++++ Passage for review

Merrill & Michele said:
So we have Scheme for linux, LISP for macs, and squat for windows?
His example of LISP was on emacs (which is not related to the Apple
Macintosh computer).
Scheme is used by many apps, including the Guile dialect (used in many
GNU programs, including the GIMP Photoshop-style image editing
software) and other dialects.
To the best of my knowledge, all of the above applications will work
on many OSes (including Windows 95/XP/NT, Macintosh OS X, and Linux)
Mr. Hayes, can a person search by date or the name who is posting in the
forum?
Investigate the "Advanced Search" link that is right next to the area
where you enter your search terms.
Try to play around with the options--you won't break anything and you
might learn rather a lot. If you have questions, try the help page at
http://groups.google.com/help/index.html or posting questions at a
google or internet help site rather than here (which is, after all, a
C programming group).
Old Wolf, is there something about boost lambda that is offtopic here
Boost is a C++ library; this newsgroup doesn't deal with C++.
comp.lang.c++ deals with C++, but I don't know if Boost is pure C++
(in which case comp.lang.c++ is the right place to discuss it) or uses
the features of particular platforms (in which case the
platform-specific newsgroup should be used).
 
M

Michael Wojcik

http://groups.google.com/[email protected]

That post has the term "lambda calculus" in it,
in reference to a program called loader.c,
but I don't understand a lot of that post.

It appears from the post (haven't looked at the program myself) that
loader.c implements a particular lambda calculus, but not lambda
calculus in general, and the calculus it does implement is
implemented using a rather compact notation, which is to say it's not
particularly user-friendly. While it looks like an interesting
program, it's probably not what MPJ had in mind, which I imagine was
something more suitable for conveniently evaluating general lambda
calculus expressions.

++++++++

- **Requirement 1**: In the newsgroup post above, what kind of library is Boost said to be?
- **Requirement 2**: Pick up the newsgroup post about Scheme, Boost and lambda calculus right after its last sentence and continue it.

++++ Provided information

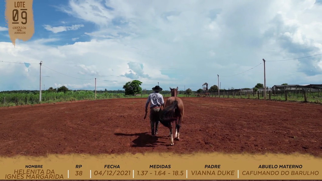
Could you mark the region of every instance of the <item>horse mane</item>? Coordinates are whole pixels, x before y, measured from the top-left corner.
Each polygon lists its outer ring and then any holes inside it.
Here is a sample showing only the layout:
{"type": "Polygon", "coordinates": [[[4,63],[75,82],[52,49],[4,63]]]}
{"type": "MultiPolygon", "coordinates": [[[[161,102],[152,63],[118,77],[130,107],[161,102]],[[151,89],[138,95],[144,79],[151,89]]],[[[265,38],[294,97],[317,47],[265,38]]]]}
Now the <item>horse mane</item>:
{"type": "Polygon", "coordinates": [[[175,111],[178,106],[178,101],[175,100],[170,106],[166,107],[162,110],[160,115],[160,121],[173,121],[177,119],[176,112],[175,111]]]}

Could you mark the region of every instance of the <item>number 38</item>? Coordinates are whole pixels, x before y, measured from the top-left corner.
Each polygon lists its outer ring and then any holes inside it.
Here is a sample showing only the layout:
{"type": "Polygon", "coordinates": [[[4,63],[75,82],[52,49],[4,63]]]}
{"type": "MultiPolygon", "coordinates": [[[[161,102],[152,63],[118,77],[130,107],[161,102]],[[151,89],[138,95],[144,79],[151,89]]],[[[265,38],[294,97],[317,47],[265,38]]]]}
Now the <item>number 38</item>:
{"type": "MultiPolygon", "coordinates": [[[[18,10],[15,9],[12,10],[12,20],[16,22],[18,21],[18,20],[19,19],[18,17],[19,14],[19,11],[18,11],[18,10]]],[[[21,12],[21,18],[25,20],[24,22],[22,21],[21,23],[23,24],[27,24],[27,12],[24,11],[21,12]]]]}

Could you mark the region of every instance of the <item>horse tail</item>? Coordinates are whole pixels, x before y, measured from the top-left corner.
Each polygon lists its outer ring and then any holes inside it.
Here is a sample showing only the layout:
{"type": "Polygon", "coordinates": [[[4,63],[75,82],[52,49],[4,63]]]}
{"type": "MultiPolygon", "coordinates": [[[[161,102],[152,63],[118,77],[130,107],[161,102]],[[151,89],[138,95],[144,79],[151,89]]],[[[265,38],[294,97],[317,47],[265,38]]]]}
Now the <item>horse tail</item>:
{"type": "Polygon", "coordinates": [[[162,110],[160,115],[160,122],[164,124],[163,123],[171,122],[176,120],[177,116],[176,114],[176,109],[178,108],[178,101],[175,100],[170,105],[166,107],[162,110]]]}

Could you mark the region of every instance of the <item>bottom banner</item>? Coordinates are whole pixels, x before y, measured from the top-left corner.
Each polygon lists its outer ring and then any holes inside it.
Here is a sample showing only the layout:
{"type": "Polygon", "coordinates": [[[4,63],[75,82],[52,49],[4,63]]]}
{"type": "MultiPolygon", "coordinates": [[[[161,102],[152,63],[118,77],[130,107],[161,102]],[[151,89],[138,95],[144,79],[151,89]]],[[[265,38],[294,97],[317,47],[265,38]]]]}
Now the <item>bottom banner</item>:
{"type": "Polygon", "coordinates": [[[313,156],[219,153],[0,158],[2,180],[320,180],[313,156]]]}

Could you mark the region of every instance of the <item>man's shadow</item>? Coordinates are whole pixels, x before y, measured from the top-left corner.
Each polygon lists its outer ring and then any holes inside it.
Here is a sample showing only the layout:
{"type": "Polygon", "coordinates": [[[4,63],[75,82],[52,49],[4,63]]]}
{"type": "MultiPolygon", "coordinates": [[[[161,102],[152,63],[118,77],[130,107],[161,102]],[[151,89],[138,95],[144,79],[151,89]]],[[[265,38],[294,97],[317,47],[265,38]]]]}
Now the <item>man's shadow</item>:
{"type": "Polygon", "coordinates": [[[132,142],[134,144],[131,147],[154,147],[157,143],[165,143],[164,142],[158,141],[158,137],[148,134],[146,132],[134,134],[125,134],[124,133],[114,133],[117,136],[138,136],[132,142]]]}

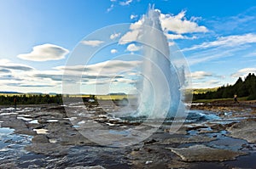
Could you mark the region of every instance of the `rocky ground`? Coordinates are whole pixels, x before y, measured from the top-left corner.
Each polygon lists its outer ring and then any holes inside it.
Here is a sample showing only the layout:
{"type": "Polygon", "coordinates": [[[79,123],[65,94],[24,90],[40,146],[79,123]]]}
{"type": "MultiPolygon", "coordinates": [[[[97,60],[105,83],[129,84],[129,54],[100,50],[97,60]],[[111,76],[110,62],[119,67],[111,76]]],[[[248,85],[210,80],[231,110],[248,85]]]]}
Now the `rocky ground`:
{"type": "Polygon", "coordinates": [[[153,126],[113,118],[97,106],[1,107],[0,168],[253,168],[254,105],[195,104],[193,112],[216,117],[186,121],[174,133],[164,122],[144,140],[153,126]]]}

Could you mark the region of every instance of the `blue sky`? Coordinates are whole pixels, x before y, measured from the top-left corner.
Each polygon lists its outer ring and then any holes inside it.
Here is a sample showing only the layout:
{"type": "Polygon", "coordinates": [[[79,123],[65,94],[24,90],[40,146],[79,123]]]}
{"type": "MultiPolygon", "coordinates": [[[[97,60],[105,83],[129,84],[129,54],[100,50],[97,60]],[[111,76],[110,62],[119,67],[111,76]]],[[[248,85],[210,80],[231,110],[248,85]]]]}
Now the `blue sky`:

++++++++

- **Answer space 1**: A C++ library.

- **Answer space 2**:
Other posters have recommended LISP and Scheme, which do fit that
description, and can be implemented in C; but apparently MPJ isn't
looking for another whole programming language implemented in C, but
something that makes it convenient to perform lambda calculus in a C
program (or maybe just an interactive lambda calculus application
written in C?). Which is a perfectly reasonable thing to be looking
for, I suppose.

Sourceforge lists a project called LCI, which is supposed to be a
lambda calculus interpreter written in C; but it says that no files
have been released yet. The project home page[1], on the other hand,
has a link to download a CVS snapshot. Might be worth a look.


1. http://lci.sourceforge.net/
 
M

Michael Wojcik

I think it says a hell of a lot about comp sci that when EBDI don't
know was extended to ascii, they included the ever useful char 190: ? and
not lambda, therewith thumbing their noses at the 20th century's greatest
physicist and logician simultaneously.

What it says is that the development of ASCII was driven by commercial
computing concerns, and not computer science. ASCII (which is not
an "extension" of EBCDIC, if that's what you were referring to) is
a 7-bit code. It had to include upper- and lowercase English letters,
decimal digits, basic punctuation marks, and control codes; with only
128 code points, that doesn't leave a lot of room. You're welcome to
look at some of the documents on the history of ASCII (there are many
available on the net) and second-guess the committees that developed
it, but I don't think you'll get much agreement among computer
programmers, or computer scientists, or even physicists and logicians
that the omission of lambda was either regretable or an insult to
Alonzo Church.

That said, this is off-topic for comp.lang.c. It would be on-topic
for, say, alt.folklore.computers, where such speculations are
welcome.

--
Michael Wojcik (e-mail address removed)

Unfortunately, as a software professional, tradition requires me to spend New
Years Eve drinking alone, playing video games and sobbing uncontrollably.